Objective
Can you retype the oil pipe connection text from "[0004] To address" up to and including "or oil leakage.", word for word?

Extract
● ● ● ● ●
A gas-tight oil pipe connection structure Technical Field

[0001] This invention relates to the field of oil pipe connection technology, and in particular to an airtight oil pipe connection structure. Background Technology

[0002] Oil tubing is a type of oil-specific pipe used extensively in oil and gas field development. It is used to withstand the pressure generated during the development process. With the development of deep wells, ultra-deep wells, and high-pressure gas wells, the load on the tubing string has increased significantly. At the same time, the high-temperature environment reduces the load-bearing capacity of the tubing. The connection performance of the tubing joint is the most critical factor to ensure the safety of the tubing.

[0003] A search revealed that Chinese patent CN201288903Y discloses a threaded connection joint for oil casing with a negative bearing face angle. It includes a coupling and a sleeve threaded to both ends of the coupling. In this structure, the coupling and the sleeve are connected by threads. During the connection, the alignment of the threads is very important. If the alignment is not accurate, it will cause the threads to deviate or even misalign, resulting in sealing failure after use. This reduces the stability of the connection, increases the risk of connection failure and subsequent leakage, and is not conducive to the connection and use of gas-tight oil pipes. Summary of the Invention

[0004] To address the shortcomings of existing technologies, this invention provides an airtight oil pipe connection structure. Through precise thread alignment, it improves connection accuracy, enhances connection stability and reliability, reduces damage to the threads at the connection point, minimizes the risk of loosening or leakage due to thread misalignment, improves connection performance, achieves reliable connection, and reduces safety risks caused by loosening or oil leakage.

[0005] To solve the above technical problems, the present invention provides the following technical solution: an airtight oil pipe connection structure, including a coupling and an oil pipe body suitable for connection to the axial end of the coupling, wherein the axial end of the coupling is provided with a tapered thread groove, and the outer peripheral wall of the axial end of the oil pipe body is provided with a tapered external thread, wherein the tapered external thread of the oil pipe body is threadedly connected to the tapered thread groove of the corresponding axial end of the coupling.

[0006] It also includes a connecting device, which comprises two jaws driven to move toward each other to clamp a coupling or move away from each other to loosen the coupling. Support blocks are fixed to the outer walls of both jaws, and these two support blocks are a first support block and a second support block, respectively. A first arc-shaped block is fixed to the top surface of the first support block, and brackets are fixed to both ends of the first arc-shaped block. The two brackets are arranged parallel to each other in the axial direction. A centering component is provided on each bracket, and the centering component includes a connecting block that is slidably connected to the corresponding bracket. A slider is fixed to the outer wall of the connecting block and is slidably connected to the bracket. The centering component also includes a clamping component adapted to be actuated to clamp the tubing body. The clamping centerline of the clamping component is coaxial with the clamping centerline of the two jaws. The clamping component includes a U-shaped frame slidably connected to the first support block, and the inner walls of the two connecting blocks are fixedly connected to the outer wall of the U-shaped frame, respectively.
● ● ● ● ●
Records provided
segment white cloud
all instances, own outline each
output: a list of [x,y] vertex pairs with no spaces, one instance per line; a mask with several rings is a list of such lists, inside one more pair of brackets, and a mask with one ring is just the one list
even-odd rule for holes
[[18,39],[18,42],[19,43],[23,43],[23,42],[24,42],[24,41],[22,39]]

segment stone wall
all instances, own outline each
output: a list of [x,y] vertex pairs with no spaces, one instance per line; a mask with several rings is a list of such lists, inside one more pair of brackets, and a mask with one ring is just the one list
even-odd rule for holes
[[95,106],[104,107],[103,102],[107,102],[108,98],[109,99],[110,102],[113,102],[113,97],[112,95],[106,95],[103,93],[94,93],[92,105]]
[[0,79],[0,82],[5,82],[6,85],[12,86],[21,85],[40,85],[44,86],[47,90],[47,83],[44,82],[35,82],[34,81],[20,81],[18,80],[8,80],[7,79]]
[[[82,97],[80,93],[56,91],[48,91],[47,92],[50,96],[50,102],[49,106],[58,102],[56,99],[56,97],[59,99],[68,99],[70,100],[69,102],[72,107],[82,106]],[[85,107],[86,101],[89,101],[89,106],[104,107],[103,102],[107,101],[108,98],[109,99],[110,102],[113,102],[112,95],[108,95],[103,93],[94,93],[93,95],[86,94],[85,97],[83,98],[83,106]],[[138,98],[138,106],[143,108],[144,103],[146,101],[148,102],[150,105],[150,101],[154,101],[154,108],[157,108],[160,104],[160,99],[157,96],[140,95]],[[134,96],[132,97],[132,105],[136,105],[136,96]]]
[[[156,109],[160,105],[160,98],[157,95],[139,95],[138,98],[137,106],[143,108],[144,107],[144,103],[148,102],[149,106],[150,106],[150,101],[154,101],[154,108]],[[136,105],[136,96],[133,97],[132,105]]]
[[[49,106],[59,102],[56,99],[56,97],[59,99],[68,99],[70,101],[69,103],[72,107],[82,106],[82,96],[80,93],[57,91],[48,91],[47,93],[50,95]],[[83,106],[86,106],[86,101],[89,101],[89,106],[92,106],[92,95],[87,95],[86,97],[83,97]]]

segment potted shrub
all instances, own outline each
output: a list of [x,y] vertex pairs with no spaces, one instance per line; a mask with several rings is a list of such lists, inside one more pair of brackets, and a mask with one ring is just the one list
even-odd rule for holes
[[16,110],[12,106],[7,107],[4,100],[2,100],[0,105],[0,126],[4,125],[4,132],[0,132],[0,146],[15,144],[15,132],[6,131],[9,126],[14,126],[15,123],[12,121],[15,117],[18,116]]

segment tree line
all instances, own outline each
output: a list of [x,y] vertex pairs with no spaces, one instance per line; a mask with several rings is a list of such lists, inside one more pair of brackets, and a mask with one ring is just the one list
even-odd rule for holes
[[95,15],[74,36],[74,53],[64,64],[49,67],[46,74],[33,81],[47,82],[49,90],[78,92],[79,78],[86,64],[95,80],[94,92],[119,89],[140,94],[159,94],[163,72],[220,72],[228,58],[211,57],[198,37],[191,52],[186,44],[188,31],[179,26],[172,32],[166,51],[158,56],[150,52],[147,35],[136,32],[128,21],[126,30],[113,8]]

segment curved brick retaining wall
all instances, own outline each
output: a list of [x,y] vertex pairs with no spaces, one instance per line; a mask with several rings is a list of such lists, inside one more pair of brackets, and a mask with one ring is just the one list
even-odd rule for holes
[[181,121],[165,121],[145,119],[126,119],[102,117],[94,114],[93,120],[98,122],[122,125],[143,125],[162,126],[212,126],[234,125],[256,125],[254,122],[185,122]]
● ● ● ● ●
Response
[0004] To address the shortcomings of existing technologies, this invention provides an airtight oil pipe connection structure. Through precise thread alignment, it improves connection accuracy, enhances connection stability and reliability, reduces damage to the threads at the connection point, minimizes the risk of loosening or leakage due to thread misalignment, improves connection performance, achieves reliable connection, and reduces safety risks caused by loosening or oil leakage.